--- GIVEN DATA ---
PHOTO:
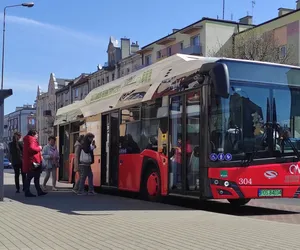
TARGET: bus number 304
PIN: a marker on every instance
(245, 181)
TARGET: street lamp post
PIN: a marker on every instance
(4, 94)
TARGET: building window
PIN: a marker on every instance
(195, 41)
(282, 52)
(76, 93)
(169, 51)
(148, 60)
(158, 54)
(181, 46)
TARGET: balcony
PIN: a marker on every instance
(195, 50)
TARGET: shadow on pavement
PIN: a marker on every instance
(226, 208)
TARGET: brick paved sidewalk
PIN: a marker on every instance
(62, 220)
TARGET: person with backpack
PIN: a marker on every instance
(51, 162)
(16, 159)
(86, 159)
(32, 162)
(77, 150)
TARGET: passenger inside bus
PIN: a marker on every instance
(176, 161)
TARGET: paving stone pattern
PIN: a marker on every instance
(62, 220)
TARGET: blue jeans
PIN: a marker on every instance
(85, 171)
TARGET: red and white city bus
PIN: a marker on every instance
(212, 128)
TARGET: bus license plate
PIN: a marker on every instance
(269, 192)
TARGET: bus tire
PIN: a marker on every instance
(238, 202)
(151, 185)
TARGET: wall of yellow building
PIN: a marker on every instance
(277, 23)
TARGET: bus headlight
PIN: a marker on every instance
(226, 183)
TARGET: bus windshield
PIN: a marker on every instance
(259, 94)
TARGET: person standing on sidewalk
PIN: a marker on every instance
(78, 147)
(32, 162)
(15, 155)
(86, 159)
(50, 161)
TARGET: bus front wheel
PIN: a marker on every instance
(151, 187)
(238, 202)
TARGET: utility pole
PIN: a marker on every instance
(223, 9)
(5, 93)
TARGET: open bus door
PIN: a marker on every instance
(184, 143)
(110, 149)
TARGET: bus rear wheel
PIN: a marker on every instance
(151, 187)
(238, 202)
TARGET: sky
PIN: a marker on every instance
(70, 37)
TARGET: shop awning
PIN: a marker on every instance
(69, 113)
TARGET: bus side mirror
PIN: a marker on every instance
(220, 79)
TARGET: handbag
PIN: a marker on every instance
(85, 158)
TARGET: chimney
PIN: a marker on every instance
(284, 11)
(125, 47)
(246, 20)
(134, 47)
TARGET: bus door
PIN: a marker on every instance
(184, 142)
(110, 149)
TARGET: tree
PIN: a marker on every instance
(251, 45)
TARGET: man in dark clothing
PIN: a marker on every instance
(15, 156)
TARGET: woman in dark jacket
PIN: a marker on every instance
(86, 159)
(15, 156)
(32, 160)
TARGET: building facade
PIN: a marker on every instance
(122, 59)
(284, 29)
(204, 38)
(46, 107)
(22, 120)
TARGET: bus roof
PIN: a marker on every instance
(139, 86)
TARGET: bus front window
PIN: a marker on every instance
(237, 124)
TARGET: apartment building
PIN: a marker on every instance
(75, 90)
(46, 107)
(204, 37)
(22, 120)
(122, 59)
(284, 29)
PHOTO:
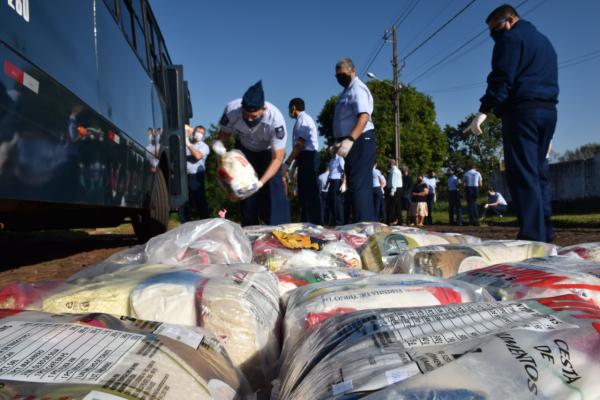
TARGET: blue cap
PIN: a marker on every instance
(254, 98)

--- OBJECTIVE ---
Change "marker" to "dot" in the data, starting with the line that contains "TARGET: shop awning" and going on through the end of the data, and give back only those lines with nothing else altered. Leave the pictures out of your answer.

--- SOLUTION TO THE EXERCISE ---
TARGET: shop awning
PIN: a dot on every instance
(69, 113)
TARGET: bus side mirror
PIN: a dot on every instance
(220, 79)
TARGET: handbag
PIN: a dot on every instance
(85, 158)
TARGET: chimney
PIN: a dot on every instance
(284, 11)
(125, 47)
(246, 20)
(134, 47)
TARGET: bus door
PIN: a dot on every instance
(184, 142)
(110, 149)
TARGET: tree
PIN: a dot on every instance
(251, 45)
TARGET: man in dark clothing
PIN: a dot on every instance
(15, 156)
TARGET: woman in dark jacket
PIN: a dot on every instance
(86, 159)
(15, 156)
(32, 160)
TARGET: building facade
PIN: a dot on every instance
(122, 59)
(284, 29)
(204, 38)
(46, 107)
(22, 120)
TARGET: bus roof
PIN: a dot on every instance
(139, 86)
TARGET: bus front window
PIN: a dot on every instance
(237, 124)
TARGET: apartment building
PIN: a dot on every instance
(75, 90)
(46, 107)
(204, 37)
(22, 120)
(122, 59)
(284, 29)
PHOTO:
TARGET: blue cap
PIN: a dot on every instance
(254, 98)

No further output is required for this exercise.